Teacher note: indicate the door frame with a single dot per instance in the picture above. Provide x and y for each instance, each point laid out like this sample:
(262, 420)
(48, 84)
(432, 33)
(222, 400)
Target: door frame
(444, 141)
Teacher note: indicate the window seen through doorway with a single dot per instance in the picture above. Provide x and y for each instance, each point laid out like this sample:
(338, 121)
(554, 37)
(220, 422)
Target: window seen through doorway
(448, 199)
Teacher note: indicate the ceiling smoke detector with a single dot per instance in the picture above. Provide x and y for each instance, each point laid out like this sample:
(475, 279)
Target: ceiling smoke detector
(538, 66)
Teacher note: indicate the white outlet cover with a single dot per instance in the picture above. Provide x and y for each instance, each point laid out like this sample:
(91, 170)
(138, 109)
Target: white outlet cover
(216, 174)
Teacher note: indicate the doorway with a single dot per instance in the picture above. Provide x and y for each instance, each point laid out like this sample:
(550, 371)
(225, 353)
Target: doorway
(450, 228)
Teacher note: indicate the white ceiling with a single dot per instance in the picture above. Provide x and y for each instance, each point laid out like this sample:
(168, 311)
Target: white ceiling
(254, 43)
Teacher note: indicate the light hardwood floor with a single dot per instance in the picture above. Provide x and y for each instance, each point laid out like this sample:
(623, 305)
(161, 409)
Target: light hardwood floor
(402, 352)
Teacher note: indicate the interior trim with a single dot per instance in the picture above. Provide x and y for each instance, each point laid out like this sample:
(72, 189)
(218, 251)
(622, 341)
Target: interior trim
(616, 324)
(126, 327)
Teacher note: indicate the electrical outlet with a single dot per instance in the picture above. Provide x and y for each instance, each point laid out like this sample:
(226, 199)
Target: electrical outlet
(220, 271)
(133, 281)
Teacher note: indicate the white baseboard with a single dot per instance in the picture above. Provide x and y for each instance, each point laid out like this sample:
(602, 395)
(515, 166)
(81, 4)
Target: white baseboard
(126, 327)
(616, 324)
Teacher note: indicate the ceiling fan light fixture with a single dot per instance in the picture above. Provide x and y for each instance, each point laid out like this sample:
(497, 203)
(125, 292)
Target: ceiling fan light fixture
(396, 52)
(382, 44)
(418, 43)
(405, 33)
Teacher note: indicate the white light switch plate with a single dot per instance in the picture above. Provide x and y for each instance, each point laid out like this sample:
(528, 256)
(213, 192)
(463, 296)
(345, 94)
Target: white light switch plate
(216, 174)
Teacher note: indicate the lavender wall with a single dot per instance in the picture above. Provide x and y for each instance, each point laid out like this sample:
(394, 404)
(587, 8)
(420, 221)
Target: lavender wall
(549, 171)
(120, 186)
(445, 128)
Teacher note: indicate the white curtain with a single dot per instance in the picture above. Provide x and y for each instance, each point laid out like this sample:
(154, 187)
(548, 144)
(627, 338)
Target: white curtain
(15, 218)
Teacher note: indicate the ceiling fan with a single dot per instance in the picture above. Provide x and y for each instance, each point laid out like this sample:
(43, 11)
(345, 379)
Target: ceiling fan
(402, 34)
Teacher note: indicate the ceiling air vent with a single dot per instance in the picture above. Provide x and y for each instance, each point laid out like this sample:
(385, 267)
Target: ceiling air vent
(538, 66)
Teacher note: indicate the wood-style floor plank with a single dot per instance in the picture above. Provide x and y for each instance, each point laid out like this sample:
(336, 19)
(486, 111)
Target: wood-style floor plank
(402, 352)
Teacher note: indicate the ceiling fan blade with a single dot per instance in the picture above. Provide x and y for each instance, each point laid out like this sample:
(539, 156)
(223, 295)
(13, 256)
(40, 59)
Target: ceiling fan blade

:::::

▶ About this task: The word "blade" may appear in several lines of the data; copy every line where it does.

▶ Task result:
Teacher note: indicate the ceiling fan blade with a single dot per instance in the picture above. Provide x and y for each instance, each point laid out like this sample:
Target: ceiling fan blade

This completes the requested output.